* **Task to complete**: Extract each line from the entries below that contains the word "quarter".

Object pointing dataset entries
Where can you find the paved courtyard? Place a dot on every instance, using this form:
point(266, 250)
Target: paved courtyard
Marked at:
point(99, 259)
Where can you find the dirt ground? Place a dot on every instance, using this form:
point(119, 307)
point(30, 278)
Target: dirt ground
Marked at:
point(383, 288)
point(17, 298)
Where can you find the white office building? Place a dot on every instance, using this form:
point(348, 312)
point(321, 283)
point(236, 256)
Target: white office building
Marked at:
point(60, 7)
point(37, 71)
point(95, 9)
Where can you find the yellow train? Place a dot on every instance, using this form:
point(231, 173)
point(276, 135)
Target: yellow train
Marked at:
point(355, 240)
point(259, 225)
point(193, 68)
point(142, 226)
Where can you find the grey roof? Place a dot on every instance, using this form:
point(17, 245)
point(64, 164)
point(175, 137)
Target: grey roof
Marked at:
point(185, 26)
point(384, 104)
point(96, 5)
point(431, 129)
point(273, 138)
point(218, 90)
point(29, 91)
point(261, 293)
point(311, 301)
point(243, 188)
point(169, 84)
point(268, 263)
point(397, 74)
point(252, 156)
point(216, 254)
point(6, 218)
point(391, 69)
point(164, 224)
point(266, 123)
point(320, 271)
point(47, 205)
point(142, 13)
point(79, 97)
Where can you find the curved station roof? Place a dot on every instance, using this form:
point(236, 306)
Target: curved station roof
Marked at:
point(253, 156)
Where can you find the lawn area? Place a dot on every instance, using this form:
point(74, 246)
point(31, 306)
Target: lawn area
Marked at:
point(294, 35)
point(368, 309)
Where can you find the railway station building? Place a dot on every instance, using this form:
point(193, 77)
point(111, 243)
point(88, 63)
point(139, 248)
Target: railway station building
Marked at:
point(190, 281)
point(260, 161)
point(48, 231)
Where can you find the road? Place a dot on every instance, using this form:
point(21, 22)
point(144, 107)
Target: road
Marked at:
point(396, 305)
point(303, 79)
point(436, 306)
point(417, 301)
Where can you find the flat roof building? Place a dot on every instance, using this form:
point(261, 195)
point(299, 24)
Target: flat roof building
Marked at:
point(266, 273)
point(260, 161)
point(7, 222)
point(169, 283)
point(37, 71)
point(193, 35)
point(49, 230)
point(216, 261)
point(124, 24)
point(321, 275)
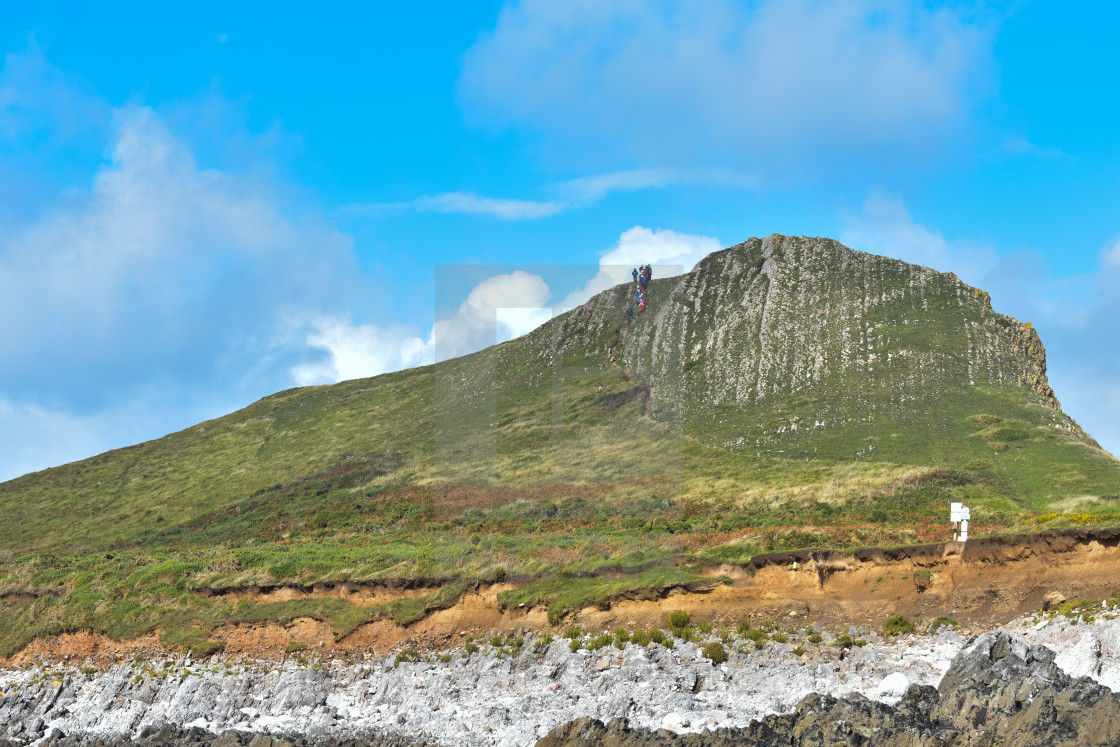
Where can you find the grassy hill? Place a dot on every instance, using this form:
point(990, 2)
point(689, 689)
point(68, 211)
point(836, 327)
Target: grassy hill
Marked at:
point(787, 392)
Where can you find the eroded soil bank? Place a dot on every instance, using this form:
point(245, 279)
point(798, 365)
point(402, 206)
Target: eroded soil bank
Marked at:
point(980, 585)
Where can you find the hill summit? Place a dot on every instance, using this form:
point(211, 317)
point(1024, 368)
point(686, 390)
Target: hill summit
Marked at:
point(803, 347)
point(786, 393)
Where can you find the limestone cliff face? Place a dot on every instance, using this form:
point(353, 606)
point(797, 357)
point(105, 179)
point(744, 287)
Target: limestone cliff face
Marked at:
point(799, 335)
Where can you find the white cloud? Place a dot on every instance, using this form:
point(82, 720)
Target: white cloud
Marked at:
point(358, 351)
point(885, 226)
point(157, 280)
point(776, 82)
point(1019, 146)
point(467, 203)
point(516, 321)
point(594, 188)
point(1112, 255)
point(474, 324)
point(497, 309)
point(669, 252)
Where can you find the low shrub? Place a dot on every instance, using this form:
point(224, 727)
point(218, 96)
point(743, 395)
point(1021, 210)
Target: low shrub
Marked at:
point(407, 655)
point(897, 625)
point(679, 619)
point(942, 621)
point(715, 652)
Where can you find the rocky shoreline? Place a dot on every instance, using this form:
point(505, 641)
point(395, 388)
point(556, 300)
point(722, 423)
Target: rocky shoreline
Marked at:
point(519, 694)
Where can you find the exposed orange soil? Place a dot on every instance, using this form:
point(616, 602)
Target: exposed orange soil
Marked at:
point(987, 582)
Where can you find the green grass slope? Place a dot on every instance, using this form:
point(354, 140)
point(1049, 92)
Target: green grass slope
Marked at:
point(582, 459)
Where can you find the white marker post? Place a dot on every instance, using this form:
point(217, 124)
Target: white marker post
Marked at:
point(960, 515)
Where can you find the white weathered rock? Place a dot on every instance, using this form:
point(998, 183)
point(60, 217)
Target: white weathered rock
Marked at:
point(892, 688)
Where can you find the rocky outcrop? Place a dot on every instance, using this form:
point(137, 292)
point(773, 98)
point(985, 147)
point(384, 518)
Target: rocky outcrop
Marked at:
point(491, 698)
point(796, 343)
point(998, 691)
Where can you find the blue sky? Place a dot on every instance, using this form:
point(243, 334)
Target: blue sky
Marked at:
point(202, 206)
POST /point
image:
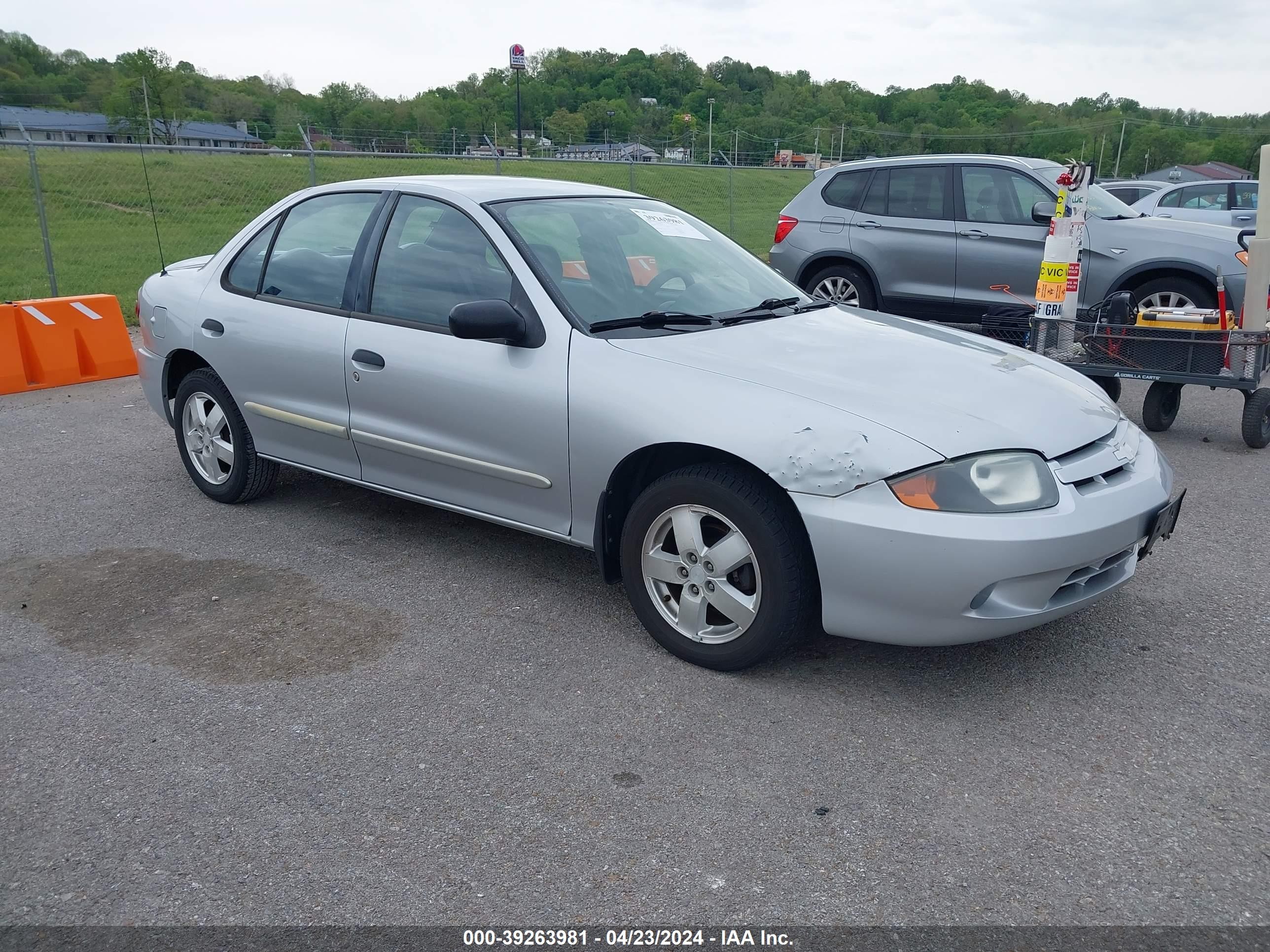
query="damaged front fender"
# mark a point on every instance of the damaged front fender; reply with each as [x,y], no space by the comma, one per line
[832,461]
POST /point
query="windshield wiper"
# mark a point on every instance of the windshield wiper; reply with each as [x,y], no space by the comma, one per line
[654,320]
[765,310]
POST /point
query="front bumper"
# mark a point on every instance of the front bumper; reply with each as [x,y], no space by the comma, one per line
[910,577]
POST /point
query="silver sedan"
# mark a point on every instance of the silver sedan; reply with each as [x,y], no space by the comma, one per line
[607,371]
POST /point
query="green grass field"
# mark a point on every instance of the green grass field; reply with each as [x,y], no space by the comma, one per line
[103,238]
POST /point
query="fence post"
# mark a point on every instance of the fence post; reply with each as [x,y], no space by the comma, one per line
[40,211]
[313,163]
[732,226]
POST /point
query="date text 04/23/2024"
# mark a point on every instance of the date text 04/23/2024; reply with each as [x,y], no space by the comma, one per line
[644,937]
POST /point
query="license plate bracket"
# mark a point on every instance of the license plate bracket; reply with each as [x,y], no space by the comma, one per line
[1164,525]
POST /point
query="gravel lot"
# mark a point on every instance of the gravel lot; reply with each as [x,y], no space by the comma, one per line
[333,706]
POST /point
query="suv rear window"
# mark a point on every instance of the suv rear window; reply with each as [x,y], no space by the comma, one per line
[846,190]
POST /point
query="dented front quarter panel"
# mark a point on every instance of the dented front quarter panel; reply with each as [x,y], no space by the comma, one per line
[623,402]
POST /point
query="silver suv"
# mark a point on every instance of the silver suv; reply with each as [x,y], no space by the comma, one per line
[936,237]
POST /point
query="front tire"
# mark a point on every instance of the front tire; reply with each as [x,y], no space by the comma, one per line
[718,567]
[215,443]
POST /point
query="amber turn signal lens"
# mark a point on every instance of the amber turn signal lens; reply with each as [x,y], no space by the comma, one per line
[916,492]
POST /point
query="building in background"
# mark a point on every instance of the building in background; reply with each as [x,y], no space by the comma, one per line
[1198,173]
[65,126]
[609,151]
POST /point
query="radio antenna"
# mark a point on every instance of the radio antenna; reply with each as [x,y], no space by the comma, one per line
[163,267]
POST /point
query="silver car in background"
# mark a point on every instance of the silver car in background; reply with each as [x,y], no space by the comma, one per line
[938,237]
[603,370]
[1225,202]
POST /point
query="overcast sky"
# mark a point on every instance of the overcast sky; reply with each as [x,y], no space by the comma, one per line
[1164,52]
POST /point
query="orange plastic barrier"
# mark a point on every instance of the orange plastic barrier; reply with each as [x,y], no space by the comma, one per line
[59,340]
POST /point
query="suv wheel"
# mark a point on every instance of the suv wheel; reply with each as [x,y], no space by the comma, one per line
[1175,292]
[718,568]
[843,283]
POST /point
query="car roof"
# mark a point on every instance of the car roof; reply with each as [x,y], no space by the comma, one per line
[1212,182]
[484,188]
[943,158]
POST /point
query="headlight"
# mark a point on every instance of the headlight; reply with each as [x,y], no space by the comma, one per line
[993,483]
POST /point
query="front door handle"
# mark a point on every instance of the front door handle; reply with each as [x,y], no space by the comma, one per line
[367,360]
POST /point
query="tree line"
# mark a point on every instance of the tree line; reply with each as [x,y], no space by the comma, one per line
[657,98]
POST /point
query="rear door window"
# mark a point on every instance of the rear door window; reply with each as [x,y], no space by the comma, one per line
[1207,199]
[917,192]
[433,258]
[244,274]
[314,249]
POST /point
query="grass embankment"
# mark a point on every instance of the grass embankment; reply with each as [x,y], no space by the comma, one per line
[103,238]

* **Finished answer**:
query="dented front quarter panel"
# mark a point on every instance of the dented front quarter panel; reply with each as [x,y], no space by the comma, one per line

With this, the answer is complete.